(SELECTED EXCERPT):

Duggan had a drinking problem. Sometimes he would not show up for the afternoon show. One of his writers was Philbin. One day when Duggan did not show up, the manager put Philbin in front of the camera. He later said he was scared, but at the end of the show, he knew he wanted to be on TV.

He had wanted to be in the industry for years. He had been a page in New York City for Steve Allen's The Tonight Show. But this was the first time he had been on-camera.

The story of what happened next is in this biography. He did not think he could break in full-time at KCOP. He quit. He had no replacement job, no fall-back position. Fortunately, his now ex-boss helped him find a job a newscaster at a low-powered AM radio station in San Diego.

In a way, his career then mimicked Allen's. Allen had started out in Los Angeles as a late-night disc jockey. But, to liven up things, he invited people to come to the studio. More and more came. He began interacting with them, taking the microphone into the audience. Then local celebrities started asking to be on the show. Allen invented the talk show format. He went from radio to TV.

Philbin did the same, with lots of ups and downs.

There was this difference. Allen's career slid after the Steve Allen Show, a variety show he quit The Tonight Show to host. He walked away from a gold mine for a silver mine. Then the ore played out. I have written about this before. Philbin's career never slid for long.

He had a gift for improvisation, or so I have read. He was not a comedian. He was a writer. But he could interact well with a live audience.

As it turned out, Philbin became the longest-running survivor in the genre. The other talk show hosts came and went, but at 80 -- he looks a decade younger -- he was still at the top of his game on Friday. He almost died of a heart attack a few years ago, but still he would not quit.

On the farewell show, the Rent choir sang a song, "995,600 minutes." That was 28 years on his morning show. But there were lots more minutes on the air in the quarter century that preceded this show. That is a talk-host show record which nobody is likely to break.

(EXTRACTED DATA):

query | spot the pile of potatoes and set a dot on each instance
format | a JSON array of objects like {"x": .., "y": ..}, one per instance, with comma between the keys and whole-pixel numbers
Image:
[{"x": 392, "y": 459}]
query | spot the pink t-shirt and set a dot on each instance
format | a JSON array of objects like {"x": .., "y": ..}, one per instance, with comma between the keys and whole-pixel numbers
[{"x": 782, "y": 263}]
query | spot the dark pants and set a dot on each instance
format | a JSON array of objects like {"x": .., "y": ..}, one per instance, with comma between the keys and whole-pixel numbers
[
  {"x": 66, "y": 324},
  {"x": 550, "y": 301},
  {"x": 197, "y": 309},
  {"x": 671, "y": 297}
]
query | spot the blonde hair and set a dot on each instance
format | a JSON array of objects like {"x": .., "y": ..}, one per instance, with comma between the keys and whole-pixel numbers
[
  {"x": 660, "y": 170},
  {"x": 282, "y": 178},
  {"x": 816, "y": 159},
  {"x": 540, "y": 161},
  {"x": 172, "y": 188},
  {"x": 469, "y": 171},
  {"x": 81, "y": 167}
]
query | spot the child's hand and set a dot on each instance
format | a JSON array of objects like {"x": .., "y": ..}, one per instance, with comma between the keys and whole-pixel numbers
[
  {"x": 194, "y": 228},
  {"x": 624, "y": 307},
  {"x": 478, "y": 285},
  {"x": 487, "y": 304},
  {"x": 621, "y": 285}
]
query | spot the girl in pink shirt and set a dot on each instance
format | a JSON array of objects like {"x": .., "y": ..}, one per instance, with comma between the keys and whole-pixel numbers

(YOUR GOAL):
Write what comes next in the passage about Philbin's talk-show career, picking up after its last sentence. The listing comes from a separate source.

(TASK ANSWER):
He was upbeat. He was not teary, at least not on-screen. He did say that his greatest sense of satisfaction was that he thought the show had made people feel better and happy. I suppose it did. I never saw it. But it is clear that he had spent his life making his job his calling. It was the most important thing he could have done in which he would have been difficult to replace.

Jerry Seinfeld will try. Yes, Seinfeld, who also quit at the peak of his career. But it's only for a few days. I imagine that it's a favor to Philbin to keep the show's ratings up in the transition. I find it hard to believe that he wants this as his new career day job, which has to be taped early in the morning. His co-host, a perky blond who seems to connect with the audience, will have to find a way to make the transition. I hope something works out for her, but I have no intention of finding out if it does.

The key to his career was his decision to leave his job as a writer, with no fall-back position, when it was clear that he could not break in at KCOP. He had to leave town. KCOP was the bottom rung of the TV ladder in L.A. He had to go to radio in a backwater city in a backwater station.

If he had stayed at KCOP, he might have moved up. But to what? KCOP was at best a rung up to KTTV, which was not much better. But he had a taste for performing, and he could not postpone his departure. He sensed what his calling was, and he did what he had to. He went into the boonies to hone his craft.

Tom Duggan died in 1969 after a car accident. He never really had much impact. The most important thing he ever did was to fail to show up on the day that nobody was available to replace him for 15 minutes except Regis Philbin.

I remember reading a piece by Duggan in the summer of 1962, I think, after his release from a hospital. My guess is that he was drying out from a binge. He said this. Someone had come to see him and had left $20 cash behind as a gift. (That was $150 today.) He said the money had really helped. He could buy cigarettes and other basics. He was clearly down and almost out.

Then I think of Philbin's career.

We never know how fame will turn out. We cannot know what 15 minutes will lead to.